- _Problem to solve_
Count how many of the rows below contain the string "church", treating case as significant, and reply with the number alone.

- _Records to process_
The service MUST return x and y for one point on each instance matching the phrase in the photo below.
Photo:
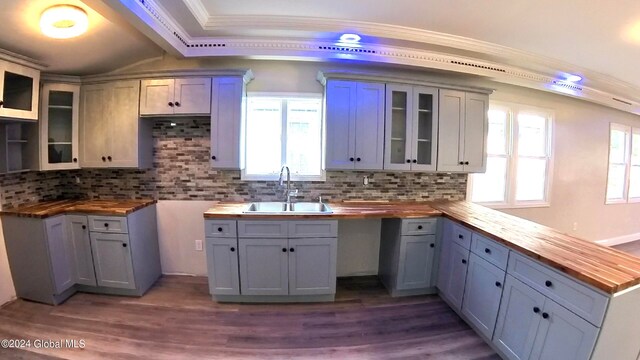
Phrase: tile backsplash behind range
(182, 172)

---

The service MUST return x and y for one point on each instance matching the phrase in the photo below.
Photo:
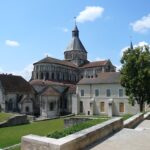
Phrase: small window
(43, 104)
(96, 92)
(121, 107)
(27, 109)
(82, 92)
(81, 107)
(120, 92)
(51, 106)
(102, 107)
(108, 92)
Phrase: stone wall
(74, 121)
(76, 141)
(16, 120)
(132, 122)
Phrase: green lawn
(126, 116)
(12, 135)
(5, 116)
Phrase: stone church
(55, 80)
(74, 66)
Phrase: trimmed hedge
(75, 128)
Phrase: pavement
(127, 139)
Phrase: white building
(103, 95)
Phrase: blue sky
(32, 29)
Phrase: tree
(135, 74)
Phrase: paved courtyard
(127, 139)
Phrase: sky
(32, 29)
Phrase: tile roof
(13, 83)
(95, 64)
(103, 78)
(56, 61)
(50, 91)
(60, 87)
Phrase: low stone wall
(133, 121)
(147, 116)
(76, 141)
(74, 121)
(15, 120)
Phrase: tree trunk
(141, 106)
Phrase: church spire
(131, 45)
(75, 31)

- _Solved problem_
2